◆ RAW RECORDS:
-- Begin --

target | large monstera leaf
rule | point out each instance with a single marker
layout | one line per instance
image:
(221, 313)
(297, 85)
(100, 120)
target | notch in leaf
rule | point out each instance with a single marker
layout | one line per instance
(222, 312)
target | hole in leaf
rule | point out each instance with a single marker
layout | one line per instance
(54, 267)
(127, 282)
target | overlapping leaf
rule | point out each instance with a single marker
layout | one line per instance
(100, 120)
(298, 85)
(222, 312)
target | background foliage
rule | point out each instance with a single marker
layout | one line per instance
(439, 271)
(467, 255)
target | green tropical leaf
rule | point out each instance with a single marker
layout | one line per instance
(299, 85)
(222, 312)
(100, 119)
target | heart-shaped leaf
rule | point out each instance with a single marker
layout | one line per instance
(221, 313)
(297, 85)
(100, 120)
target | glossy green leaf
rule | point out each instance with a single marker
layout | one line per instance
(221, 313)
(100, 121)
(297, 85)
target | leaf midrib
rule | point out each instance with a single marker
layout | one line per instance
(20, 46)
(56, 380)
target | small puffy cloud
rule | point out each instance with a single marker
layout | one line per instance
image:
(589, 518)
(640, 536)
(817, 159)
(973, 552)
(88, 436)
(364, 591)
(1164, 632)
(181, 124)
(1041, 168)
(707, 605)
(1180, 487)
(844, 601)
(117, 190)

-- End --
-- Begin --

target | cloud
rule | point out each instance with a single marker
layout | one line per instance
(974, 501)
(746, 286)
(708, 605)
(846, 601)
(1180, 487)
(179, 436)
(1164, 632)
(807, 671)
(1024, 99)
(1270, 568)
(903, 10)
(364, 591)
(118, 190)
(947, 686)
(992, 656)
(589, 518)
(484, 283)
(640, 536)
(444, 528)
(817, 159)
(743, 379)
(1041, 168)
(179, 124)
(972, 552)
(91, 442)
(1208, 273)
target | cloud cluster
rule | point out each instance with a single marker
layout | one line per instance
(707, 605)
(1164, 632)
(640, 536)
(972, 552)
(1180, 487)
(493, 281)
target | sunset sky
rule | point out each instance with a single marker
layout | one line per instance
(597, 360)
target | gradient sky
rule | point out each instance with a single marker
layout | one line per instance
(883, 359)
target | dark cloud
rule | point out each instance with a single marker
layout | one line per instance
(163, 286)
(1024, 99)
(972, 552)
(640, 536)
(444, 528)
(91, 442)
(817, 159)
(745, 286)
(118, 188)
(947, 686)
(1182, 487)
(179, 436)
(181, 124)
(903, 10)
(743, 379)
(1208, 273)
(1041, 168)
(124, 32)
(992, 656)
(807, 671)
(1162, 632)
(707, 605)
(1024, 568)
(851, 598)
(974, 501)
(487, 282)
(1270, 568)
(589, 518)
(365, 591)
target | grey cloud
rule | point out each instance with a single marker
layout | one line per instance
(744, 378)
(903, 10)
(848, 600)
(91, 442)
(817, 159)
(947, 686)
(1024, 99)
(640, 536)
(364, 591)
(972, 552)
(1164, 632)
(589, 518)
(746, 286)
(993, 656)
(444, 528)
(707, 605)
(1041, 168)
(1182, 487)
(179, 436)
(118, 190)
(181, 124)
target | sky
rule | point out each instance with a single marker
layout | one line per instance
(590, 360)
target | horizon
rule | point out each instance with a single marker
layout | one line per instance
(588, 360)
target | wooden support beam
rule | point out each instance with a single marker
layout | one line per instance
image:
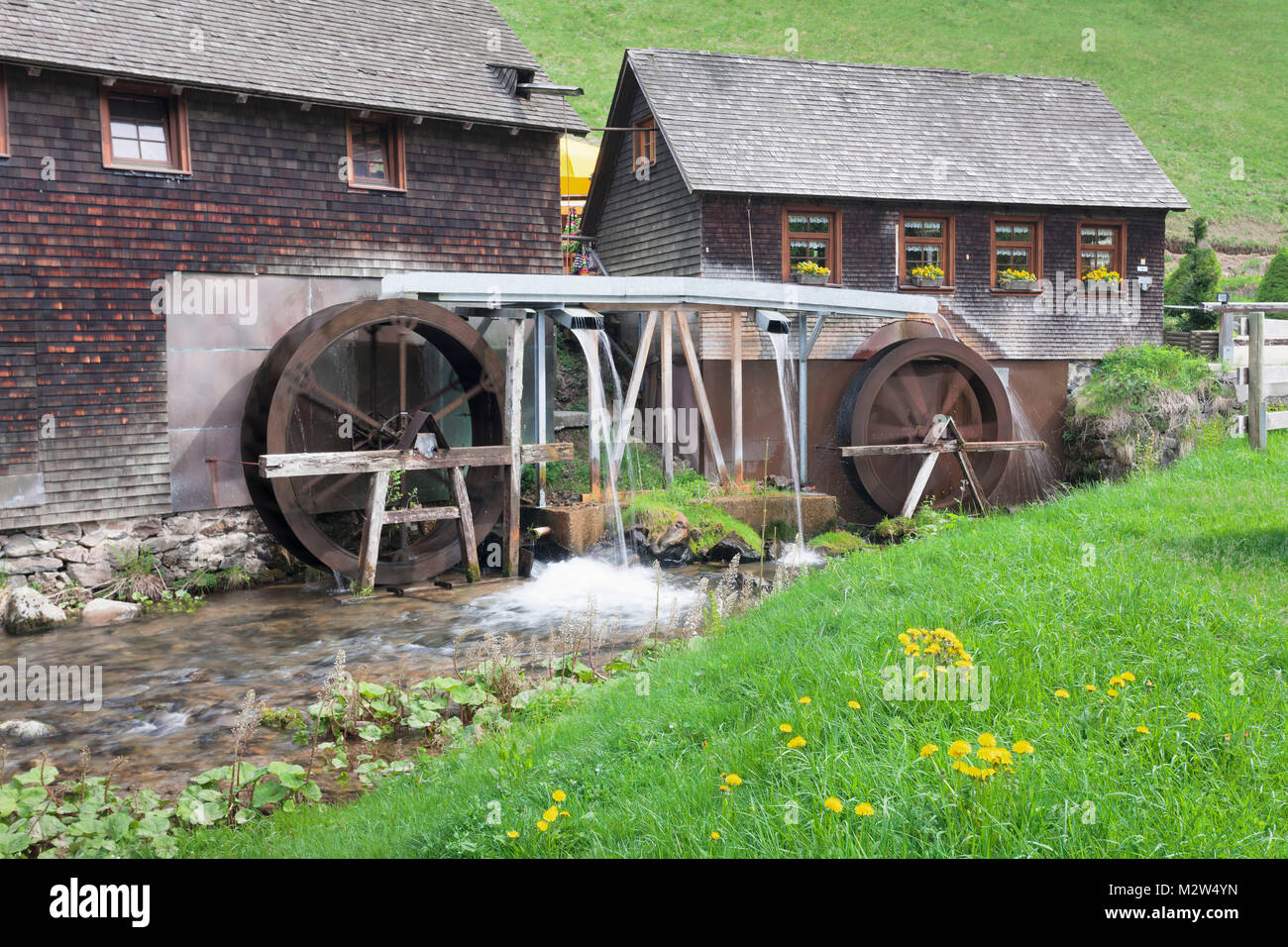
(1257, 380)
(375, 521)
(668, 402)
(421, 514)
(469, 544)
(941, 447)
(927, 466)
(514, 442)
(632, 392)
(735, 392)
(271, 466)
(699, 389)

-- End --
-- Begin --

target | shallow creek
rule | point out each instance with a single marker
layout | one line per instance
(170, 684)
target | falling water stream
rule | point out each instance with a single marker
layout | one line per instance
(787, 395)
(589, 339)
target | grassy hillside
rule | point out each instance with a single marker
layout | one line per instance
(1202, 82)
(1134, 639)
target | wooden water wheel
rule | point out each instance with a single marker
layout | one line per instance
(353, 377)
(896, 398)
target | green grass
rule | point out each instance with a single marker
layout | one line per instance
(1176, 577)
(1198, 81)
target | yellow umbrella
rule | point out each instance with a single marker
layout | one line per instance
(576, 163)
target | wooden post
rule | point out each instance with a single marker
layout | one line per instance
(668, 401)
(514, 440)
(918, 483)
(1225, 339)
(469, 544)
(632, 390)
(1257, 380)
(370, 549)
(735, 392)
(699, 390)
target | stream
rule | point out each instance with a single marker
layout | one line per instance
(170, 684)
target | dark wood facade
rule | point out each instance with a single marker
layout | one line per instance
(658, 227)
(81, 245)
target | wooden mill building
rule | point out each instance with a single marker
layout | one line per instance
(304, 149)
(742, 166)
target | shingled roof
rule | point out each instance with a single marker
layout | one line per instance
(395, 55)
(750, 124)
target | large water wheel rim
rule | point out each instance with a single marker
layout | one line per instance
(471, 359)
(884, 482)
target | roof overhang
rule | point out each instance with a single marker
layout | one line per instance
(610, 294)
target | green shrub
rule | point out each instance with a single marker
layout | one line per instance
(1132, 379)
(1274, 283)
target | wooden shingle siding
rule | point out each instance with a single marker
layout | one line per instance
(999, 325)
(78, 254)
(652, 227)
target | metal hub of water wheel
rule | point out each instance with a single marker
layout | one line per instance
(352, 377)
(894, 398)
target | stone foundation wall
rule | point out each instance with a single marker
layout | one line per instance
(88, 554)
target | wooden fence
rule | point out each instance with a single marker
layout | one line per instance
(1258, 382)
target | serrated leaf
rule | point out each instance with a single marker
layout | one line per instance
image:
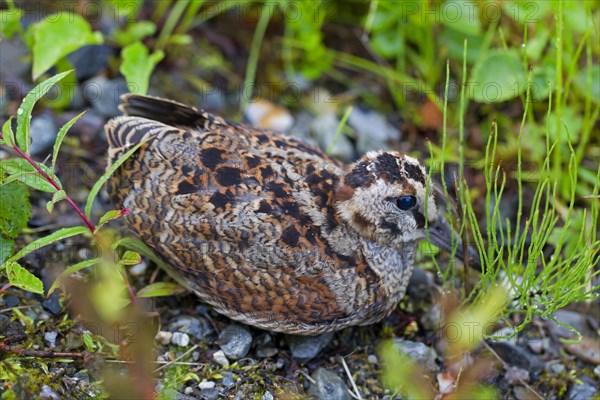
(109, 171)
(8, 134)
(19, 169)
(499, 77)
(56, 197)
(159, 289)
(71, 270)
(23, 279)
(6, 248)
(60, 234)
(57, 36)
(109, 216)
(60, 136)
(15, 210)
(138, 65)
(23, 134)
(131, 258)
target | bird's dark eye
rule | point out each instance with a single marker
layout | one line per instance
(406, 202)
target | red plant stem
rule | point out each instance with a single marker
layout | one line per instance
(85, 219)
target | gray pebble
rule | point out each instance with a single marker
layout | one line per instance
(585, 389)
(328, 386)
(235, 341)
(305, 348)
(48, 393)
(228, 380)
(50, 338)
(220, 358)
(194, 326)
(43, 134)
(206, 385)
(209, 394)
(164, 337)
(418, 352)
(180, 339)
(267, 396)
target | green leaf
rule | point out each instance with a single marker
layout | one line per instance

-- End --

◆ JOB: Please pull every line containing the string "large" from the entries above, treating uppercase and lowercase as different.

◆ RIGHT ANSWER:
target | large monstera leaf
target | large water wheel rim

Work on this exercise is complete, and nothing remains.